*Written exercise*.
Recast the items, from their start through the line containing "124 119 L 127" (inclusive), as a Markdown table with the columns Row and Line, one row per line, skipping blank lines. Leave the pictures out.

*Supplied data*.

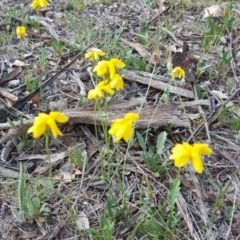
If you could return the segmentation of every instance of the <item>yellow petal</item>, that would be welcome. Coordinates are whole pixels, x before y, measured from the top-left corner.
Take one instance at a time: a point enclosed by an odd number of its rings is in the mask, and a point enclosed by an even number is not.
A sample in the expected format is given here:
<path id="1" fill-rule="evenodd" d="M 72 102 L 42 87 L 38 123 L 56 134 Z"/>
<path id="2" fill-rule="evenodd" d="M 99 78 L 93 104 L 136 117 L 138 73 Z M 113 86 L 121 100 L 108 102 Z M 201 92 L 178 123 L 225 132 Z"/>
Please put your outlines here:
<path id="1" fill-rule="evenodd" d="M 184 78 L 185 71 L 181 67 L 175 67 L 170 75 L 174 78 Z"/>
<path id="2" fill-rule="evenodd" d="M 124 119 L 127 120 L 127 121 L 132 121 L 132 122 L 135 122 L 139 119 L 139 115 L 137 113 L 126 113 L 124 115 Z"/>
<path id="3" fill-rule="evenodd" d="M 108 61 L 108 71 L 109 71 L 110 79 L 113 79 L 114 76 L 116 75 L 116 68 L 115 68 L 115 65 L 111 61 Z"/>
<path id="4" fill-rule="evenodd" d="M 52 135 L 54 138 L 57 138 L 58 135 L 60 135 L 60 136 L 63 135 L 53 118 L 49 118 L 47 121 L 47 124 L 48 124 L 49 128 L 51 129 L 51 132 L 52 132 Z"/>
<path id="5" fill-rule="evenodd" d="M 106 53 L 103 52 L 103 51 L 100 50 L 100 49 L 97 49 L 97 50 L 96 50 L 96 53 L 97 53 L 98 56 L 101 56 L 101 57 L 106 55 Z"/>
<path id="6" fill-rule="evenodd" d="M 124 62 L 117 58 L 112 58 L 110 62 L 113 63 L 113 65 L 117 68 L 124 68 L 126 66 Z"/>
<path id="7" fill-rule="evenodd" d="M 16 34 L 18 38 L 24 38 L 26 35 L 26 28 L 24 26 L 17 26 Z"/>
<path id="8" fill-rule="evenodd" d="M 28 133 L 33 133 L 33 138 L 42 136 L 47 128 L 47 123 L 44 118 L 36 117 L 33 122 L 33 126 L 28 129 Z"/>
<path id="9" fill-rule="evenodd" d="M 68 116 L 66 116 L 64 113 L 61 112 L 50 112 L 50 117 L 52 117 L 55 121 L 59 123 L 65 123 L 68 121 Z"/>
<path id="10" fill-rule="evenodd" d="M 30 6 L 32 9 L 37 9 L 40 7 L 38 0 L 34 0 Z"/>
<path id="11" fill-rule="evenodd" d="M 85 58 L 92 58 L 93 55 L 94 55 L 93 52 L 88 52 L 88 53 L 85 54 Z"/>
<path id="12" fill-rule="evenodd" d="M 108 62 L 100 61 L 97 66 L 93 69 L 93 72 L 97 72 L 98 76 L 102 76 L 108 72 Z"/>
<path id="13" fill-rule="evenodd" d="M 203 170 L 204 170 L 203 161 L 198 152 L 192 151 L 191 162 L 192 162 L 194 170 L 197 173 L 203 172 Z"/>
<path id="14" fill-rule="evenodd" d="M 124 139 L 126 142 L 128 142 L 128 141 L 132 138 L 133 133 L 134 133 L 133 128 L 132 128 L 132 127 L 129 127 L 128 129 L 126 129 L 125 134 L 124 134 L 124 136 L 123 136 L 123 139 Z"/>
<path id="15" fill-rule="evenodd" d="M 118 74 L 115 74 L 114 78 L 111 79 L 109 84 L 111 88 L 116 88 L 117 90 L 120 90 L 120 89 L 122 90 L 124 86 L 123 79 Z"/>
<path id="16" fill-rule="evenodd" d="M 114 95 L 115 94 L 115 91 L 112 88 L 110 88 L 109 85 L 103 86 L 102 90 L 109 95 Z"/>
<path id="17" fill-rule="evenodd" d="M 174 157 L 174 166 L 178 168 L 184 167 L 188 164 L 189 160 L 190 159 L 186 157 Z"/>
<path id="18" fill-rule="evenodd" d="M 201 155 L 209 155 L 213 152 L 213 150 L 206 143 L 194 143 L 193 150 Z"/>

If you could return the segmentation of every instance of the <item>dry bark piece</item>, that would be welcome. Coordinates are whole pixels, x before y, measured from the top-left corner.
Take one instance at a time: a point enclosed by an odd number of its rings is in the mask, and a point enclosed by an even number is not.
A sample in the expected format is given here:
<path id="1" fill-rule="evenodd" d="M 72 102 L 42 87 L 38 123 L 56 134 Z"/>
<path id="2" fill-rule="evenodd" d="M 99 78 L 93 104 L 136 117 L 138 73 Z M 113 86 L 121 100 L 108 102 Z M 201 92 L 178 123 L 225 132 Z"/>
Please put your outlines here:
<path id="1" fill-rule="evenodd" d="M 0 86 L 16 78 L 22 72 L 22 68 L 18 67 L 10 72 L 7 76 L 0 79 Z"/>
<path id="2" fill-rule="evenodd" d="M 15 96 L 14 94 L 4 90 L 3 88 L 0 88 L 0 95 L 2 95 L 5 98 L 10 99 L 13 102 L 16 102 L 18 100 L 17 96 Z"/>
<path id="3" fill-rule="evenodd" d="M 121 74 L 124 75 L 124 79 L 126 80 L 139 82 L 144 85 L 150 85 L 151 87 L 160 89 L 162 91 L 165 91 L 168 88 L 170 93 L 175 93 L 179 96 L 186 97 L 186 98 L 194 98 L 194 94 L 192 91 L 189 91 L 180 87 L 172 86 L 169 83 L 156 81 L 153 78 L 142 77 L 141 75 L 139 76 L 141 72 L 137 74 L 136 71 L 130 71 L 125 69 L 122 69 L 120 72 Z"/>

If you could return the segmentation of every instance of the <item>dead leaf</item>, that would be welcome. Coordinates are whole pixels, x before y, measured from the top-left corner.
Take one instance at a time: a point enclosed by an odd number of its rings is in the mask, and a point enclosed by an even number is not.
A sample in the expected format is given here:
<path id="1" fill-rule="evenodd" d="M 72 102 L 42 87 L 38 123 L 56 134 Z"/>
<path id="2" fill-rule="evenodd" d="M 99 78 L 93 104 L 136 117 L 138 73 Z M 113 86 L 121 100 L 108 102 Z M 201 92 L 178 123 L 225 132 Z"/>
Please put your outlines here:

*Exercise result*.
| Row | Line |
|---|---|
| 1 | If you could return the segmentation of every instance of the <item>yellow petal</item>, that would be welcome. Coordinates are whole pixels, x before y, measured from the top-left corner. |
| 2 | Take one instance at a time: a point enclosed by an odd number of its rings is in the mask, and a point enclosed by an even number is not. |
| 3 | A sample in the expected format is given here: |
| 4 | <path id="1" fill-rule="evenodd" d="M 72 102 L 42 87 L 38 123 L 56 134 Z"/> |
| 5 | <path id="2" fill-rule="evenodd" d="M 99 78 L 93 104 L 136 117 L 138 73 Z M 113 86 L 121 100 L 108 102 Z M 201 92 L 178 123 L 225 132 Z"/> |
| 6 | Please put your outlines here: |
| 7 | <path id="1" fill-rule="evenodd" d="M 184 78 L 185 71 L 181 67 L 175 67 L 170 75 L 174 78 Z"/> |
| 8 | <path id="2" fill-rule="evenodd" d="M 124 119 L 127 120 L 127 121 L 132 121 L 132 122 L 135 122 L 139 119 L 139 115 L 137 113 L 126 113 L 124 115 Z"/> |